Everything from the line holding "the mushroom stipe" through the last line below must be repeated exactly, and nothing else.

## SUPPLIED MATERIAL:
______________________________

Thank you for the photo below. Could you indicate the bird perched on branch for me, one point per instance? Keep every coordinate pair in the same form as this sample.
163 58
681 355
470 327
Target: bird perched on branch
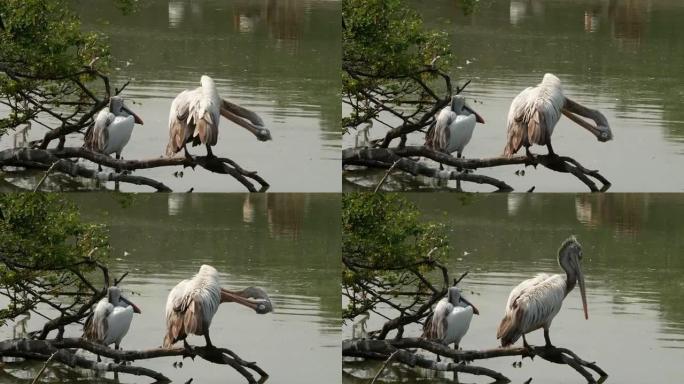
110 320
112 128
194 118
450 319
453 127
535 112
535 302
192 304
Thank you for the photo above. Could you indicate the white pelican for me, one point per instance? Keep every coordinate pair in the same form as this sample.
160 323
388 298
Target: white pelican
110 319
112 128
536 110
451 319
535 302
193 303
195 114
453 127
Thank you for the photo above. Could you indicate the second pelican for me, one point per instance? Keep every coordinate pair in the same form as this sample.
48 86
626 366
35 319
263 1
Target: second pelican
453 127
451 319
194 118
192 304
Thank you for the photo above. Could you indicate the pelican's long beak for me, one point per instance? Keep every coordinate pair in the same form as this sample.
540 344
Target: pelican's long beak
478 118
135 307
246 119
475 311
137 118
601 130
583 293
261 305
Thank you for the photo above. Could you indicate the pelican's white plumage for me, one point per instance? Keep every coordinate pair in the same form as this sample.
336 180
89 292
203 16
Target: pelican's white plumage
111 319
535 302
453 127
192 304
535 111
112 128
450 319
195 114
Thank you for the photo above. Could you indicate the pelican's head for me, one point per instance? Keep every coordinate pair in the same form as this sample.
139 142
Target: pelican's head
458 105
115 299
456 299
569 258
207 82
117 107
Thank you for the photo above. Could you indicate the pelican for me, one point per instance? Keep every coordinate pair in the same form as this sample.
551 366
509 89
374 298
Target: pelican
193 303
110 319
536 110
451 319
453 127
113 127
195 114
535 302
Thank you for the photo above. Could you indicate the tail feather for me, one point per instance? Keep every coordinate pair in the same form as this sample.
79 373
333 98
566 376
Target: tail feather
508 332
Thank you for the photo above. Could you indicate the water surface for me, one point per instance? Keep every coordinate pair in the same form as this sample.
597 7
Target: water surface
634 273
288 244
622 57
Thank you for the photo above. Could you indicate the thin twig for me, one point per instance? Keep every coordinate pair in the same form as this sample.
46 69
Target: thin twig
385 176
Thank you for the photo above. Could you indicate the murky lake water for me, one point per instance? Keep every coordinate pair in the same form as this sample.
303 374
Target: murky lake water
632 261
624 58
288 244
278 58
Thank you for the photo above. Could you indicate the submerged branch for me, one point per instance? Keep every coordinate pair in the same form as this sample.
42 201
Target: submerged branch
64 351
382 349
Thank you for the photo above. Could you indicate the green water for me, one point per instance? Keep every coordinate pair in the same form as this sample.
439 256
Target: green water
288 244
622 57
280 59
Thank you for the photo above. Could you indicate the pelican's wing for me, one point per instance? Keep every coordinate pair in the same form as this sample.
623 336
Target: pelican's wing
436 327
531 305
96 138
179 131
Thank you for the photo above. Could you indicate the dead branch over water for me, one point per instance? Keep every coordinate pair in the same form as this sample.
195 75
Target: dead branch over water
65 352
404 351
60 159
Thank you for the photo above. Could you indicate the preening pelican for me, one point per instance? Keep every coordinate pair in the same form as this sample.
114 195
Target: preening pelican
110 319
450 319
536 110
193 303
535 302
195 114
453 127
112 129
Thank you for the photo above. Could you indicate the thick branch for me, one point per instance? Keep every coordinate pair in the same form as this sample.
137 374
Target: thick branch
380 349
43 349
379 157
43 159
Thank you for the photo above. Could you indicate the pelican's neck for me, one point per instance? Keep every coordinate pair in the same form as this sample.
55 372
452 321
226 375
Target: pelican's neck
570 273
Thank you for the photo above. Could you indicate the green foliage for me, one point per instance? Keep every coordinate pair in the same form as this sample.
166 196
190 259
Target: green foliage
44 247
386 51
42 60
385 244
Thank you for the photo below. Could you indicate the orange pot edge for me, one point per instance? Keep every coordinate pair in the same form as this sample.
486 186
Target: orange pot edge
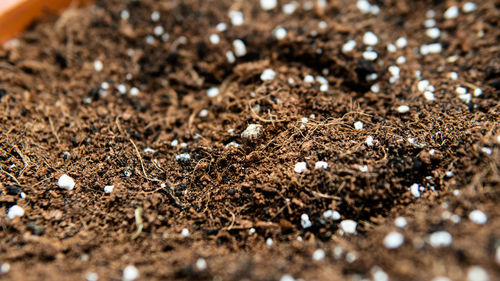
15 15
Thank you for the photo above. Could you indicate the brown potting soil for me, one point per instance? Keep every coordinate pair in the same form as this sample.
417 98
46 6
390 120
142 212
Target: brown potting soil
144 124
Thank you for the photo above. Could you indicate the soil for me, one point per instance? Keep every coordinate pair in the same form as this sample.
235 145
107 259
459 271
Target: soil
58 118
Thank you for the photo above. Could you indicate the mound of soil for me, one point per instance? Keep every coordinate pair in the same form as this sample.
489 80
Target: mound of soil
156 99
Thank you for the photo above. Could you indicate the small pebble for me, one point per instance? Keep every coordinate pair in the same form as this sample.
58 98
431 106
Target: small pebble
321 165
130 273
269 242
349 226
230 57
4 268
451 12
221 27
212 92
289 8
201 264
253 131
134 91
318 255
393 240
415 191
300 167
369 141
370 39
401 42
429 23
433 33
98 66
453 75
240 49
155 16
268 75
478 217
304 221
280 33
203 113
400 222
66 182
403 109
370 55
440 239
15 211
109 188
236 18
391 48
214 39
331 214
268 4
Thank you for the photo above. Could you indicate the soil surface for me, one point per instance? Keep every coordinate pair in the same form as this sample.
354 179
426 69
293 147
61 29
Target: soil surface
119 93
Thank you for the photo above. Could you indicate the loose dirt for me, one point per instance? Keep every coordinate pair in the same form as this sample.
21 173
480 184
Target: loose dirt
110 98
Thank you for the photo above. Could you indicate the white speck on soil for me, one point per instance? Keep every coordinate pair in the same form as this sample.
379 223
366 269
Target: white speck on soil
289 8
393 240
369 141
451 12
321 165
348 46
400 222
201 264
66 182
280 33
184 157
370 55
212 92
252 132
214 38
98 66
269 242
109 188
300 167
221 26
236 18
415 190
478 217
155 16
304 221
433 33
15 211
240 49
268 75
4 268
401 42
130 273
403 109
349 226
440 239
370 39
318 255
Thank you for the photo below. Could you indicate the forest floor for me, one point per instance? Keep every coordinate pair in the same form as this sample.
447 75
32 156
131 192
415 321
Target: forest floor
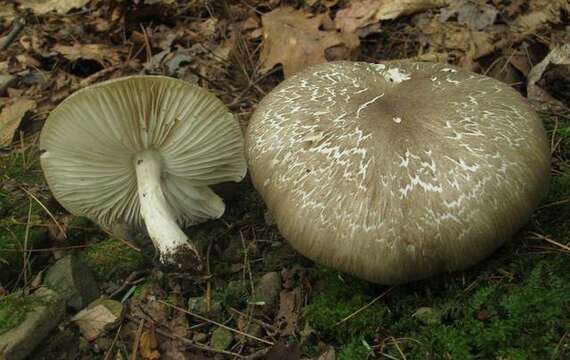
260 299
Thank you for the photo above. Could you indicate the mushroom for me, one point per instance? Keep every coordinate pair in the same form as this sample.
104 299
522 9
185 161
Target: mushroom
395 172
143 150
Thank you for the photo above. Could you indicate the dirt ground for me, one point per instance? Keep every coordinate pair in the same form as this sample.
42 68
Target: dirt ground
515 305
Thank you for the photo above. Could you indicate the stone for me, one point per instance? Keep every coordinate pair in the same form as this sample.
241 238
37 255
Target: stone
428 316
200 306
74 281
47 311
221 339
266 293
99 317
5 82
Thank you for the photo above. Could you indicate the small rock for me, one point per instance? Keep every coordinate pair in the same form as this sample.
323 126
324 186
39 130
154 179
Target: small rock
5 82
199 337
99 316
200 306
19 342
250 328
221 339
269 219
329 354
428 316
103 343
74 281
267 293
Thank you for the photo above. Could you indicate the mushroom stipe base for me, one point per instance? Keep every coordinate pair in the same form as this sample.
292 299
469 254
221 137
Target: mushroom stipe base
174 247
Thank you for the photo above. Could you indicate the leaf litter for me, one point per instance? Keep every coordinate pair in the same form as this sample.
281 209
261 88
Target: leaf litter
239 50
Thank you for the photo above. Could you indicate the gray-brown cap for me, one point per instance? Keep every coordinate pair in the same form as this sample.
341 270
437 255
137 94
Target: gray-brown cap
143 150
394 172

______________________________

## PROBLEM SOLUTION:
Thank you for the photo above. Could you indicate the mushroom stipe base for me, one point per instance? Keep every coordinate pair in the same form as this sample.
292 299
469 254
221 137
Target: mushroom stipe base
174 247
Thank you for the photo above. Could you indicate the leaf litter for me, one point per instance? Keep every coordinate pair in the same form as this sample.
281 209
261 88
Target: leaf litter
239 50
Thank you for the photo above. Could you indicate the gray-brown cap for me, one point per instance? Keep every coordinate pair in the same form as this sample.
341 270
437 255
137 94
Target: gray-brown cap
143 150
394 172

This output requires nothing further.